-- START Recorded information --

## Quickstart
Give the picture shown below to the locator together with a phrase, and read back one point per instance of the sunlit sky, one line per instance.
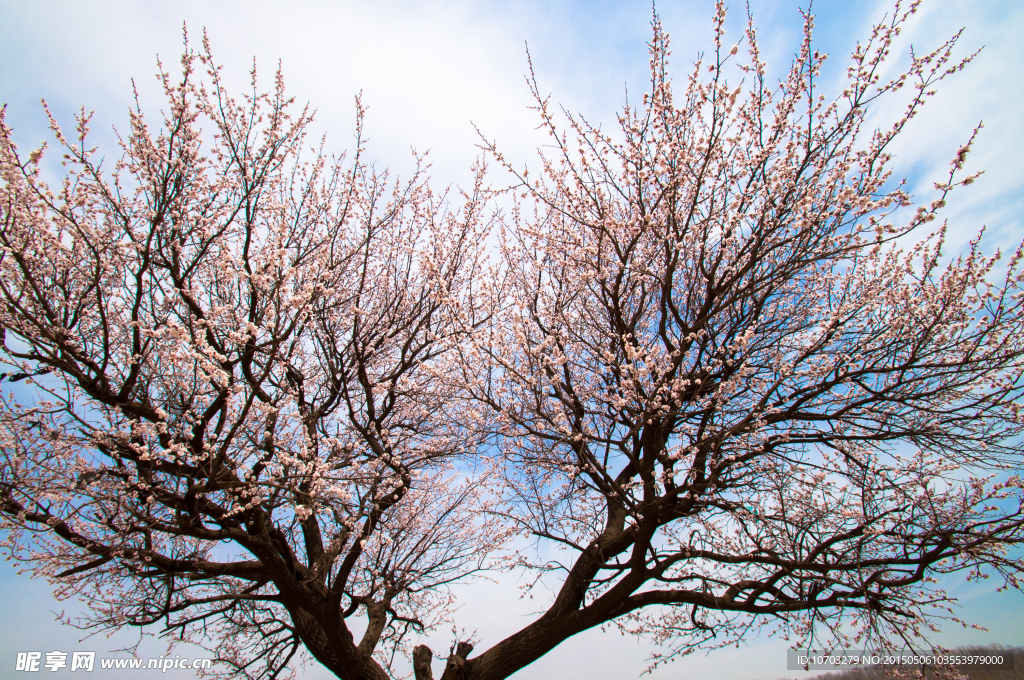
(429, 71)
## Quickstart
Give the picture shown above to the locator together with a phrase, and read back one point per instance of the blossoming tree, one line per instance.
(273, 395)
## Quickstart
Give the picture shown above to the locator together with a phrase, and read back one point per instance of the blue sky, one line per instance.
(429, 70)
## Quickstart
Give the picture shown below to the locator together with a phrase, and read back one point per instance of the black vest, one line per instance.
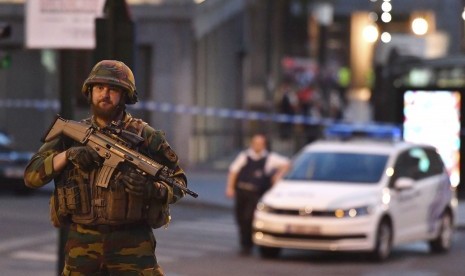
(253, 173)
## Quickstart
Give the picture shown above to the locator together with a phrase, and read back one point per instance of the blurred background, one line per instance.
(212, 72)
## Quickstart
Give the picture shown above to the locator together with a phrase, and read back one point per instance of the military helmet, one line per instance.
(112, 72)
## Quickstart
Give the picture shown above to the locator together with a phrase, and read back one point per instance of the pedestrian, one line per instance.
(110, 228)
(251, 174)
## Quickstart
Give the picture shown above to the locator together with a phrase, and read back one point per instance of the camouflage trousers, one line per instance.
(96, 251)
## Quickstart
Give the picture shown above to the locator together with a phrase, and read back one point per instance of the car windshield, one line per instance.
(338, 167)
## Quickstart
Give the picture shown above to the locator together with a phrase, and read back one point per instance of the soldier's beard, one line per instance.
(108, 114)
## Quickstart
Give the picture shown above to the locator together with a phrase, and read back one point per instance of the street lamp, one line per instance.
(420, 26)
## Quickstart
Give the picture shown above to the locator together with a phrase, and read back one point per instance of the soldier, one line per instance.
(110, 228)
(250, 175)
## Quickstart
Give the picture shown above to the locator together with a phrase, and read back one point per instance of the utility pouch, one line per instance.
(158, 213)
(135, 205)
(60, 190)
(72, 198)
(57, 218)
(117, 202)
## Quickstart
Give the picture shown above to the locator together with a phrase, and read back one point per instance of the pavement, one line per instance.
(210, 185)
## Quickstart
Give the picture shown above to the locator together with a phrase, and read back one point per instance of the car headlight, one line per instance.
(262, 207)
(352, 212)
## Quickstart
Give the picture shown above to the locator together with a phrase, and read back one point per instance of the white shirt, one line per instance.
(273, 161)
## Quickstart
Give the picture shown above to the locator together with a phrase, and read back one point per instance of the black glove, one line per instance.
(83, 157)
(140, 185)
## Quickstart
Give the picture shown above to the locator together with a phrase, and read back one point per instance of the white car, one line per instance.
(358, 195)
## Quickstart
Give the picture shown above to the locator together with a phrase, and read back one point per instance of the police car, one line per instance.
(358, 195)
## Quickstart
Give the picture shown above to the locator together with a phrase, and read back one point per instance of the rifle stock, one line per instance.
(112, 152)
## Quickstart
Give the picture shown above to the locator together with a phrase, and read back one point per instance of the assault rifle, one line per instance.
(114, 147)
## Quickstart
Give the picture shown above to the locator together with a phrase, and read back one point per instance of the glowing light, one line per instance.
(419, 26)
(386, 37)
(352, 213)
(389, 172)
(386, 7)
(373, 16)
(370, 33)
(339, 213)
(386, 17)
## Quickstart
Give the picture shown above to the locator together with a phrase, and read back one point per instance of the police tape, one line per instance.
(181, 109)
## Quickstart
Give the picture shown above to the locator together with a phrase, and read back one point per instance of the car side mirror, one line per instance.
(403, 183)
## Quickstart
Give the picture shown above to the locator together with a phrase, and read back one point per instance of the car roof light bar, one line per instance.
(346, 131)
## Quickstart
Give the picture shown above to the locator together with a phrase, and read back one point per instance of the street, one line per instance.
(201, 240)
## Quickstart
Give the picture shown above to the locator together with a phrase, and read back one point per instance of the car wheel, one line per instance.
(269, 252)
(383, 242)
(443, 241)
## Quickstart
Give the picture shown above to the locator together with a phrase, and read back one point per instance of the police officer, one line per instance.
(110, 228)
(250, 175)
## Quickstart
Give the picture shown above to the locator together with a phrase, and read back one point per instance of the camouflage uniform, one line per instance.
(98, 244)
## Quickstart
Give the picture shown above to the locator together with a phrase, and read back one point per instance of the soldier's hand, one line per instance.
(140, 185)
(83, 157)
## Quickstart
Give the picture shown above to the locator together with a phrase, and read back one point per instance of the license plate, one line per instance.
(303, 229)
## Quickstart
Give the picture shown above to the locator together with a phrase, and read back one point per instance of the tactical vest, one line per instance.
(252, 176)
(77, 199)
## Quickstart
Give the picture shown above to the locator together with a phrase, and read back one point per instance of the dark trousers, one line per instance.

-- END Recorded information --
-- START Recorded information --

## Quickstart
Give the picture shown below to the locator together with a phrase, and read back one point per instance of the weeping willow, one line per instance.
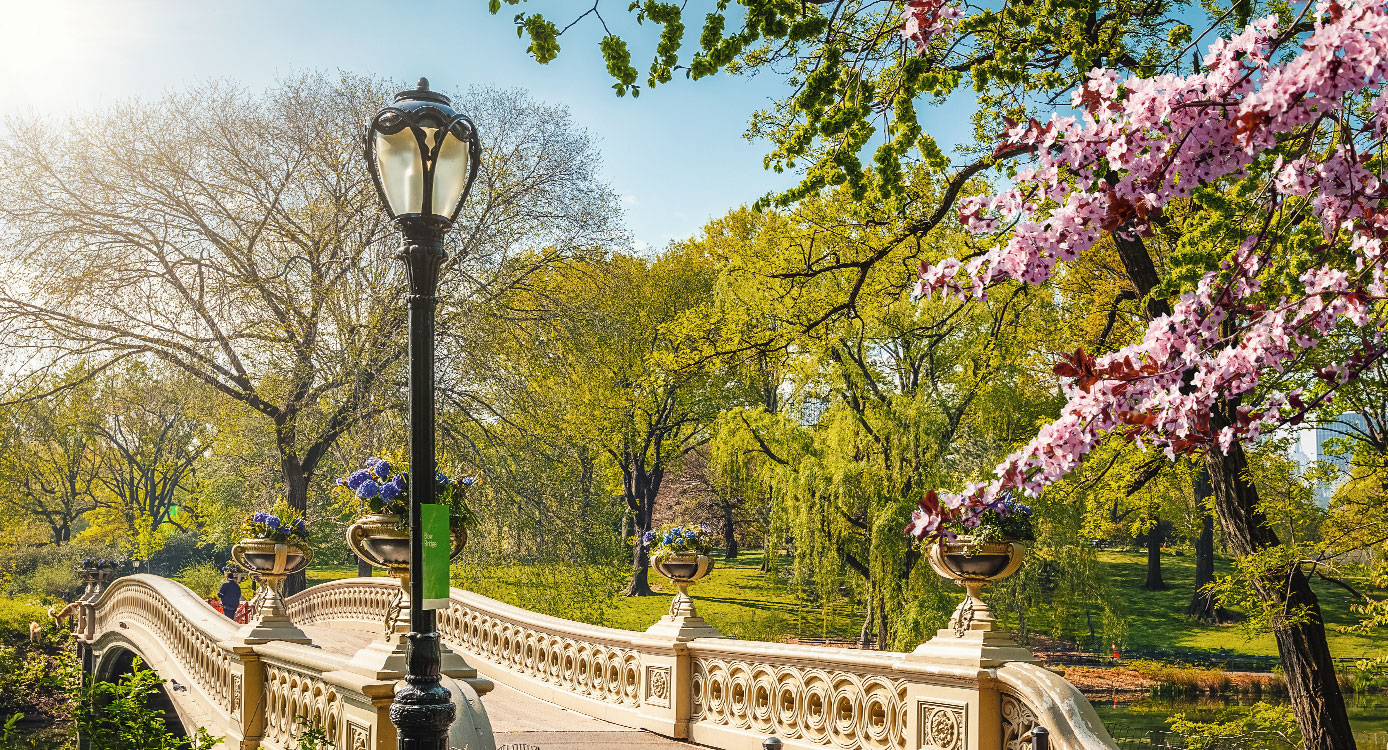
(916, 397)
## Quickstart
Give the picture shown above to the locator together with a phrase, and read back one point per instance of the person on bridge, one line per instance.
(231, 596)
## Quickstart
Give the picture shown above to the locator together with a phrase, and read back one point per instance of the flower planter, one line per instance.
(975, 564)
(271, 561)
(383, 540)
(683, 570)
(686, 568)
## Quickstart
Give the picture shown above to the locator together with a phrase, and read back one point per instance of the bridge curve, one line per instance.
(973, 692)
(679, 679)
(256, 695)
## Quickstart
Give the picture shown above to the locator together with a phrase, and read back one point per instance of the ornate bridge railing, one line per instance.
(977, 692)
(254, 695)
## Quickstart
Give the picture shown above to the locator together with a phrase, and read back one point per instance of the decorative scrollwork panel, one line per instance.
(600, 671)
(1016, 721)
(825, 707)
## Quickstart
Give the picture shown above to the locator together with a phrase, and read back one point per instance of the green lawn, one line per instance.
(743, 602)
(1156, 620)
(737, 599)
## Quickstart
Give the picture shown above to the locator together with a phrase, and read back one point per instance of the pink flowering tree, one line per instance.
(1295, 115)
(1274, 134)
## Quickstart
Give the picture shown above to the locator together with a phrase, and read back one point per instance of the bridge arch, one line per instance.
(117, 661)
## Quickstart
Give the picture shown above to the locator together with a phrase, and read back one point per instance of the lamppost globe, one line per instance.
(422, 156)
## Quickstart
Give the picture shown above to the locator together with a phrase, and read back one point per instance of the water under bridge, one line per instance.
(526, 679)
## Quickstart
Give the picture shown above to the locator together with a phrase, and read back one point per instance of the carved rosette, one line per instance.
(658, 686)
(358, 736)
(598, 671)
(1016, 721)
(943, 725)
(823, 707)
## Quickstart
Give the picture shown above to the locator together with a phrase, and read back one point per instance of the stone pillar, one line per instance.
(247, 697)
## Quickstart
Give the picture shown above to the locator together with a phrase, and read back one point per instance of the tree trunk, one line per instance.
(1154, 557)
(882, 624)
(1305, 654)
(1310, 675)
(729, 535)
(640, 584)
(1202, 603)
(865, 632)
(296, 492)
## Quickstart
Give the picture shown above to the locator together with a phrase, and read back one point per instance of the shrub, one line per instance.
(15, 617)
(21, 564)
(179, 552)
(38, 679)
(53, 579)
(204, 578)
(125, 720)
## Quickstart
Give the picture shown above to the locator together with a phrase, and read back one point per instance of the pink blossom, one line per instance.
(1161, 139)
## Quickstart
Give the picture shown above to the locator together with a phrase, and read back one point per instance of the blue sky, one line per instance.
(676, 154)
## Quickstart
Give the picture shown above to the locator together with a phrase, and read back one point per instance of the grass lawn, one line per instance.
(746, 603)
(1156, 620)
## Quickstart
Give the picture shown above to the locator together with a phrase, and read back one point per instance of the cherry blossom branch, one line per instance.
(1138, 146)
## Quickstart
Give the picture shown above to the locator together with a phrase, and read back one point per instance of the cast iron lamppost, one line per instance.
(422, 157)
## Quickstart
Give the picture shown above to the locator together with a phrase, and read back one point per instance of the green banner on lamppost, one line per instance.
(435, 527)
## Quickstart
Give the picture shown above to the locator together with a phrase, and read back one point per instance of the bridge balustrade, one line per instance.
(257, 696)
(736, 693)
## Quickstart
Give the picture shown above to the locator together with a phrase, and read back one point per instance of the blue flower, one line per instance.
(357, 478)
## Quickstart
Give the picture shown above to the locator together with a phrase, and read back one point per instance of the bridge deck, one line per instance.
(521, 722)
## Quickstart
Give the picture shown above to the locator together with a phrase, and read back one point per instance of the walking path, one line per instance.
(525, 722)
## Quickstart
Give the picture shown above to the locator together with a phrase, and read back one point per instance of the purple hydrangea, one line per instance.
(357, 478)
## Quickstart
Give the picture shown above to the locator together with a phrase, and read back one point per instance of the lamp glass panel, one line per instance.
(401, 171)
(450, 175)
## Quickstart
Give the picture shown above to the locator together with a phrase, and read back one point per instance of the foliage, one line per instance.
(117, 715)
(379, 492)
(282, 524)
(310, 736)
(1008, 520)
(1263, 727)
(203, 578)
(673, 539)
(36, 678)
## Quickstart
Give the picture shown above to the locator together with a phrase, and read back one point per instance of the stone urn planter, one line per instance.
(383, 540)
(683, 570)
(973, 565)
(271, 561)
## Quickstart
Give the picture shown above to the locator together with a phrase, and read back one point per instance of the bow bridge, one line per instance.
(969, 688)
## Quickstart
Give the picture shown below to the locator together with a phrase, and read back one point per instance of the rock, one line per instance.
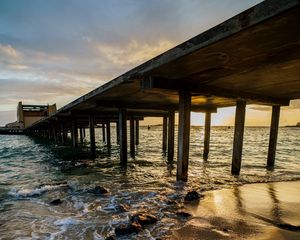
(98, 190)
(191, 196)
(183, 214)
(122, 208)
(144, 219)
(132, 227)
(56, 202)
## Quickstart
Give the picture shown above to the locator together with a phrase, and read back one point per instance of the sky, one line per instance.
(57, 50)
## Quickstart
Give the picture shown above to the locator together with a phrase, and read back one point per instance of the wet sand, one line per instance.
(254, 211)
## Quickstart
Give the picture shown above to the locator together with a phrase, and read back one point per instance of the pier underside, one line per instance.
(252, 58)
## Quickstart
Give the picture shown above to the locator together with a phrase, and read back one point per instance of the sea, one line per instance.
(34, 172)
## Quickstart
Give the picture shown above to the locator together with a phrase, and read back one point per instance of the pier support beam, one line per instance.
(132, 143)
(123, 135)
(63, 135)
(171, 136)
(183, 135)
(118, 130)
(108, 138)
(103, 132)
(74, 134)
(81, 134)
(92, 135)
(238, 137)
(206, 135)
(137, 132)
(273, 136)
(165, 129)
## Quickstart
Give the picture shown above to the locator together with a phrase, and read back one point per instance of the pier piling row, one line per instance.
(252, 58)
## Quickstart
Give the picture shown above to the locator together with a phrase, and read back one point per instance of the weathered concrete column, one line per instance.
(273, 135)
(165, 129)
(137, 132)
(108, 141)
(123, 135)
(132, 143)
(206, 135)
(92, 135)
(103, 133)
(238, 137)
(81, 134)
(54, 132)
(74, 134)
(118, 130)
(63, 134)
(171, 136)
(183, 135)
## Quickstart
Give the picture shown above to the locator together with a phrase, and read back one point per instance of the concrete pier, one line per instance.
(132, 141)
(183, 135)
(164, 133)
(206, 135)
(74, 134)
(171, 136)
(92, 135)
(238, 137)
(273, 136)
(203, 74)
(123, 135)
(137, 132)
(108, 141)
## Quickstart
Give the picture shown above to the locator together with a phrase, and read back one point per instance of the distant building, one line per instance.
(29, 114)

-- END Recorded information --
-- START Recorded information --

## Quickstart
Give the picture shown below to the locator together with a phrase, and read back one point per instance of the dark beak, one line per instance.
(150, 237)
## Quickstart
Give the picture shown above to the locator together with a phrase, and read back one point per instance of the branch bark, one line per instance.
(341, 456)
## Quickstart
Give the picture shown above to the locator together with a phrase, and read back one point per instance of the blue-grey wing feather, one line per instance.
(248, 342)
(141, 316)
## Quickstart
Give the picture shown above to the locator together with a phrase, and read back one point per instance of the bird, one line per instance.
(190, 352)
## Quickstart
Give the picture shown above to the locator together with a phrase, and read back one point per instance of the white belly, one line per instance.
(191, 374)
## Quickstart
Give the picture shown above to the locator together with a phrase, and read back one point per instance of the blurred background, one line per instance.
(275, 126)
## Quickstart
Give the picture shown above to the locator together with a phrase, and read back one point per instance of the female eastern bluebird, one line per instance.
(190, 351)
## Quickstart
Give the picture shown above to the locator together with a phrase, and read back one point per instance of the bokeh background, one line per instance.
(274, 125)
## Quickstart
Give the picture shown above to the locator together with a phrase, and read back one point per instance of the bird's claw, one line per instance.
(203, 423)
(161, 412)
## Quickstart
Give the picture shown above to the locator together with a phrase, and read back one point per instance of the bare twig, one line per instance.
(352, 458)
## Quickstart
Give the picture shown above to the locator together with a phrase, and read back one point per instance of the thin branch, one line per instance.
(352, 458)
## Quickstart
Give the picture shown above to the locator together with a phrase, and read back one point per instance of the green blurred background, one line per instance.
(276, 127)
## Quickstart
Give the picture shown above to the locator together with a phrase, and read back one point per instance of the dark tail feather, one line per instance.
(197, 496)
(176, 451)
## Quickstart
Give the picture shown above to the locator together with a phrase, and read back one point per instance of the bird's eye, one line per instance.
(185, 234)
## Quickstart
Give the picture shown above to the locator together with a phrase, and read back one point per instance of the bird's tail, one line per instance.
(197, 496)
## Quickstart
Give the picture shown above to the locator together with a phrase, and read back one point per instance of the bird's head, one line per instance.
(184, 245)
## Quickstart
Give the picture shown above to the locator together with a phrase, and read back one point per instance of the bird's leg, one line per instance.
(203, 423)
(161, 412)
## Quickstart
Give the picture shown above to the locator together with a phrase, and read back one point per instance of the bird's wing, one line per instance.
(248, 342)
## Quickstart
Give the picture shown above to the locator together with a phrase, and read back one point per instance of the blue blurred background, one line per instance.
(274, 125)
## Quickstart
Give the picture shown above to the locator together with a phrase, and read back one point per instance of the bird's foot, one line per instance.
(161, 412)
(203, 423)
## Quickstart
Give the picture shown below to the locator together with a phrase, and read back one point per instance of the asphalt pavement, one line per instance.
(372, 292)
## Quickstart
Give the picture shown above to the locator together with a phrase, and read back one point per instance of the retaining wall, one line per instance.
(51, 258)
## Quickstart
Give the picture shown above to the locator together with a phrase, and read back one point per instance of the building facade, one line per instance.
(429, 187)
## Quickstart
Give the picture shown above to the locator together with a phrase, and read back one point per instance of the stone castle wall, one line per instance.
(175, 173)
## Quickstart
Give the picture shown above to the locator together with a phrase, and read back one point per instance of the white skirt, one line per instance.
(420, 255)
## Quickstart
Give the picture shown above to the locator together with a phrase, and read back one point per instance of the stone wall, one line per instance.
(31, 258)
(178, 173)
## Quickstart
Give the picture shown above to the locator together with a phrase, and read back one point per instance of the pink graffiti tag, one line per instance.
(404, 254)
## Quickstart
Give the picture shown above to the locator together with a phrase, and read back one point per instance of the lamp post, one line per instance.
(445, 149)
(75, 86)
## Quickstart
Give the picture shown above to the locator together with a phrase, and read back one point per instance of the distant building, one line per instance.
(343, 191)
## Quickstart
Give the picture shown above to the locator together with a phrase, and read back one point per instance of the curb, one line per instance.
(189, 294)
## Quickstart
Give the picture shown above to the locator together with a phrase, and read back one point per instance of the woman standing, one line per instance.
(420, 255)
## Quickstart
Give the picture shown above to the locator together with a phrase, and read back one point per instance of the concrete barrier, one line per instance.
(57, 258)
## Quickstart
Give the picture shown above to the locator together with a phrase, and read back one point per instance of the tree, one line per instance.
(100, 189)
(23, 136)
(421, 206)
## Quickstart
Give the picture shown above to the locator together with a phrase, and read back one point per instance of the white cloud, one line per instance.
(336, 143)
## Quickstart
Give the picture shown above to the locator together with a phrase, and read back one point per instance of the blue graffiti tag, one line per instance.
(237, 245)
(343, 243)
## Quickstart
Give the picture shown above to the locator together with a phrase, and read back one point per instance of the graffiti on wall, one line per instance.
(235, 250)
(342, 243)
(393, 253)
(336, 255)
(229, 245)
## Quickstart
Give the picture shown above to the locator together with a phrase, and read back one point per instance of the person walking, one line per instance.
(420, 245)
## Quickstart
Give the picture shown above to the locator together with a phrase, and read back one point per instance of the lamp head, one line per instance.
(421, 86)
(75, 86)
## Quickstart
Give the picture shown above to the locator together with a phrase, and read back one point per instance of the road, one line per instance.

-- END Recorded information --

--- Task instructions ---
Pick out each line in the records above that contains the string "camouflage", and copy those lines.

--- Reply ---
Give the picture shown above to the locator together with a phrase, and read back one point per instance of the camouflage trousers, one line per instance.
Give the picture shown above to the locator together with a phrase, and read back one point per instance of the camouflage uniform, one line per instance.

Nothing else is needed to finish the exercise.